Goal of the exercise:
Write out every line of the listing below without changing a single character.

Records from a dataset

-.-.-

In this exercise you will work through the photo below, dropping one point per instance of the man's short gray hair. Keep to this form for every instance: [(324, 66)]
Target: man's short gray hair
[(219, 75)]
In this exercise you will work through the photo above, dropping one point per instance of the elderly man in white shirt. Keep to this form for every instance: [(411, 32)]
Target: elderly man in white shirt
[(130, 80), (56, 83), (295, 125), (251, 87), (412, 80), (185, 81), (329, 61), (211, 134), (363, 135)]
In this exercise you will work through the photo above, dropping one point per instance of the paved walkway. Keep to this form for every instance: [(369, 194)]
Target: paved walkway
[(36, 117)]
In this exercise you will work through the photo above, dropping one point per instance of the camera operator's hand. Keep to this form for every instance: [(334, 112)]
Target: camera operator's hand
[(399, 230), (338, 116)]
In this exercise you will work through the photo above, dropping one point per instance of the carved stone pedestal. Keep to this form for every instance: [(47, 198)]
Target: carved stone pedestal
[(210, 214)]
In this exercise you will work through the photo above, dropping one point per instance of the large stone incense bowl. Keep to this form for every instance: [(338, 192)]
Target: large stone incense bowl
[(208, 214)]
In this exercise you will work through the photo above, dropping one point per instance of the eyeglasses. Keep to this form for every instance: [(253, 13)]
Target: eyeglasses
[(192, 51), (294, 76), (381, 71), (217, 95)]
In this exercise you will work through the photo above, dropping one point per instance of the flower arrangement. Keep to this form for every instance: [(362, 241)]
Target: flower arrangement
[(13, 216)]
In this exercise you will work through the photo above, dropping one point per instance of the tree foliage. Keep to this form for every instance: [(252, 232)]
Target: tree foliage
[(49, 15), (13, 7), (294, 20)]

-.-.-

Exercise response:
In this exercise you will work through the photo below, dropping one point per instance of the man's short gray hair. Keep to this form for every instance: [(324, 66)]
Target: man's short gray hair
[(219, 75)]
In this exercise you will work through the photo above, dropping one point per instance of the elderly man in white shirt. Keep to this form for every instance: [(411, 32)]
Target: elderly man in white shirt
[(130, 80), (56, 83), (295, 125), (251, 87), (412, 80), (185, 81), (329, 61), (211, 134), (363, 135)]
In this exercise you will work through the photo above, dropping one point per instance of the paved walkway. Keep to this form for every instance: [(369, 194)]
Target: paved walkway
[(36, 117)]
In this exercise you will work through the photo above, dropping one point per instance of the camera operator's hand. Keep to this form for every instance: [(334, 112)]
Target: camera operator's hand
[(399, 230), (338, 116)]
In this exercise you will work through the photo above, dropping one point per instance of the carved stone pedestal. Keep to this form for every instance: [(47, 198)]
Target: carved stone pedestal
[(210, 214)]
In this exercise you will work through the photo above, dropping one point per instance of the large stone incense bowl. Keep to this form for every instance: [(338, 192)]
Target: large stone incense bowl
[(208, 214)]
In this exercise you will work through the photo above, dropping one point per instance of the eyeglasses. Keep to this form for every instance: [(253, 13)]
Target: eyeglasses
[(192, 51), (294, 76), (381, 71), (217, 95)]
In this exercise you will work through the photo above, dropping one point per instance of the flower arrangement. Keep to this form for every instance: [(362, 241)]
Target: flower arrangement
[(13, 216)]
In this exercise you will work through the photo above, dropping one point per instance of the tree foliage. Keep to this form for every instance: [(252, 232)]
Target: tree foliage
[(49, 15), (13, 7), (294, 20)]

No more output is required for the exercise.